Given data:
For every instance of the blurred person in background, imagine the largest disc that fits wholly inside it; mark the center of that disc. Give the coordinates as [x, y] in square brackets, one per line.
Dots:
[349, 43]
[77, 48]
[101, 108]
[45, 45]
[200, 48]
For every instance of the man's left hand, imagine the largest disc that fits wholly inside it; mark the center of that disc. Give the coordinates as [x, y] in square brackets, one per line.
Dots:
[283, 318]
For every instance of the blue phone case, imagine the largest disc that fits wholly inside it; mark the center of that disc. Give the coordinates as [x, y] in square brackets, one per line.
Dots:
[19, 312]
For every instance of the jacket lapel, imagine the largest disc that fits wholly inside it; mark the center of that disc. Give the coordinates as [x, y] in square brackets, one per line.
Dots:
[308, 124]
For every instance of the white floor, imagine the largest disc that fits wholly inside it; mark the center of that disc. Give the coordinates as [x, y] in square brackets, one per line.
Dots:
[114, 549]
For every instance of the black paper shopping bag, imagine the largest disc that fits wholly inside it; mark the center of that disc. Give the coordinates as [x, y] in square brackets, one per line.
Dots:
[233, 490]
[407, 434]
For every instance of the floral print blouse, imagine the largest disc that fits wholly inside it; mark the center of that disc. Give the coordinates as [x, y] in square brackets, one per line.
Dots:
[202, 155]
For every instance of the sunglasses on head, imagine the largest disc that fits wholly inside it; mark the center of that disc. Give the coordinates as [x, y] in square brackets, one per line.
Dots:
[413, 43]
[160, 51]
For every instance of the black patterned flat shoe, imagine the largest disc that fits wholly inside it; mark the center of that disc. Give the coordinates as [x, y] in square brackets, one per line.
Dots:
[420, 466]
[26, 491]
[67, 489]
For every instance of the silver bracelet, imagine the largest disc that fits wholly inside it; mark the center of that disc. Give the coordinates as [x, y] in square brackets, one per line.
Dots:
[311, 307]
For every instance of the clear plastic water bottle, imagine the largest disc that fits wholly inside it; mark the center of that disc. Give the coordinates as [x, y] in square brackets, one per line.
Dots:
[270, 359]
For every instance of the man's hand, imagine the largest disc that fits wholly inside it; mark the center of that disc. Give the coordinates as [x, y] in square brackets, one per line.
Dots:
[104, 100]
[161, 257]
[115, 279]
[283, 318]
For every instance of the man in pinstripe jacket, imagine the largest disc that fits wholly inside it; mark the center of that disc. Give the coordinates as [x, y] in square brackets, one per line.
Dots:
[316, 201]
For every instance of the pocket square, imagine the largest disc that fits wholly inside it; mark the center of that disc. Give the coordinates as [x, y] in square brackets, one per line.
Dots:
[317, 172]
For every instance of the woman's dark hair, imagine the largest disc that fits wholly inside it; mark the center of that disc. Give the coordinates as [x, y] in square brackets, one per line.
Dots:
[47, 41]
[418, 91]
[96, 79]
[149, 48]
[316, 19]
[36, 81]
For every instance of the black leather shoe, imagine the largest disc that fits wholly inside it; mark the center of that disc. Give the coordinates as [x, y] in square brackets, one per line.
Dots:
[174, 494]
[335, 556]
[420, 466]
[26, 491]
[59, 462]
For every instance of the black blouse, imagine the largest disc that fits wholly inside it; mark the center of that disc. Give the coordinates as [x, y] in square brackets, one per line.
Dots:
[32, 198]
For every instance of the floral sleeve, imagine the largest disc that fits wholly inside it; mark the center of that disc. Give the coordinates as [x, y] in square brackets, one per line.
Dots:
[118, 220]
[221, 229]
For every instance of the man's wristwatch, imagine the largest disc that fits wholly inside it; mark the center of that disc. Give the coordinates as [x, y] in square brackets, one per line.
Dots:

Task prompt: Select every line of the material above holding the word "jacket" and copy it.

Response to this exercise:
For every instance of the jacket lapel, imagine the largest disc that fits wholly inside it; mark the center of that disc. Give the coordinates as [x, y] in square brackets, one per line.
For every instance of the man in pinstripe jacket, imagine the largest disc that fits wholly inside it; mark the center of that disc. Give the coordinates as [x, y] in square brackets, one per line.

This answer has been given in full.